→ EXERCISE DIRECTIONS: Beginning with the line that holds "Where can you spot the sky", write out the remaining lines of the material exactly, the last line included.

→ RECORDS:
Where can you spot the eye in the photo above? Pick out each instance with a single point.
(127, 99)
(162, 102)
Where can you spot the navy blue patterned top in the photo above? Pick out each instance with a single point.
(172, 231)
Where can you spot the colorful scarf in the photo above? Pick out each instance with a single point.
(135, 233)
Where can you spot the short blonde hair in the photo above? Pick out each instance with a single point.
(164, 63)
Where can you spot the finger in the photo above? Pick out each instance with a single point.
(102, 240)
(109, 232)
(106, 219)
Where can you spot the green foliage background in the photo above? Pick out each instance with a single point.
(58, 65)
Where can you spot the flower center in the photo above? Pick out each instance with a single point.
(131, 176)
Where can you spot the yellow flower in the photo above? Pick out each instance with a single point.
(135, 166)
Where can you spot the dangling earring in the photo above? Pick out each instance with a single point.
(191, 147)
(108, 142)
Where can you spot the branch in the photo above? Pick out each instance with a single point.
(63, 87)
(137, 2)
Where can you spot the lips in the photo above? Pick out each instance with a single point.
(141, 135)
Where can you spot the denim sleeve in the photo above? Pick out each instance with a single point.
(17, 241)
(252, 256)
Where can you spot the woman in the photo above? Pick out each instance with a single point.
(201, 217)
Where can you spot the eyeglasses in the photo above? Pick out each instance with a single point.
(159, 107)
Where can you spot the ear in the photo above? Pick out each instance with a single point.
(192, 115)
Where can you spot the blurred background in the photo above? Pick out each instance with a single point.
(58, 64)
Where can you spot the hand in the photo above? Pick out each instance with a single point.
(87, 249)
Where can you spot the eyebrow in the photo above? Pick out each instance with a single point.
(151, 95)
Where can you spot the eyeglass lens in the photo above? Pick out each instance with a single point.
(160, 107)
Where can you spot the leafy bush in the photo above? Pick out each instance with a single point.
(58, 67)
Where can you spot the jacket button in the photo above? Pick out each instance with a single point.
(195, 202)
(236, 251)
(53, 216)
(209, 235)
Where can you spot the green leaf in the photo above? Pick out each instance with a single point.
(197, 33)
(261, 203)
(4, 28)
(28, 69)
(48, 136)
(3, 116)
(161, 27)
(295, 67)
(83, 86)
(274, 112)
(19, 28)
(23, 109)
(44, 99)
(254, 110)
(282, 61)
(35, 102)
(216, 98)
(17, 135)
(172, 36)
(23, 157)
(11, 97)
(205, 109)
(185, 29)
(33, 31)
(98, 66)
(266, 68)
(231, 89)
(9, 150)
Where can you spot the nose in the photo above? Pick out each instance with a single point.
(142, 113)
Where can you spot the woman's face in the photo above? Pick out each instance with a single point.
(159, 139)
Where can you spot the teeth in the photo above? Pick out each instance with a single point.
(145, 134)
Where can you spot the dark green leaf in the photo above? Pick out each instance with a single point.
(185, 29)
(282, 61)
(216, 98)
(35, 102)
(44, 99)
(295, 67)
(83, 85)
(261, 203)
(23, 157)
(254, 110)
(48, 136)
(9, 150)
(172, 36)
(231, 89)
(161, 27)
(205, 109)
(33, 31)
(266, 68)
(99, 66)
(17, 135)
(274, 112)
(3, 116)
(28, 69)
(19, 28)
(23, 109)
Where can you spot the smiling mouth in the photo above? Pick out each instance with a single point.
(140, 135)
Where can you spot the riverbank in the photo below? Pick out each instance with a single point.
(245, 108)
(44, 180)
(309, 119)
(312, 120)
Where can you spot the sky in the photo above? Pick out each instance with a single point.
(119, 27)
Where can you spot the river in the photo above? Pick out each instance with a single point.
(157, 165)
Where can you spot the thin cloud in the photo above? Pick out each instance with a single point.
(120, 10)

→ EXERCISE ANSWER:
Where can you spot the sky in the photo above? Pick out each instance with a single point.
(119, 27)
Where can you spot the river in the photo above? Pick out each instance with a single point.
(157, 165)
Where can you spot the thin cloud in the photo above? Pick out each instance with a single point.
(120, 10)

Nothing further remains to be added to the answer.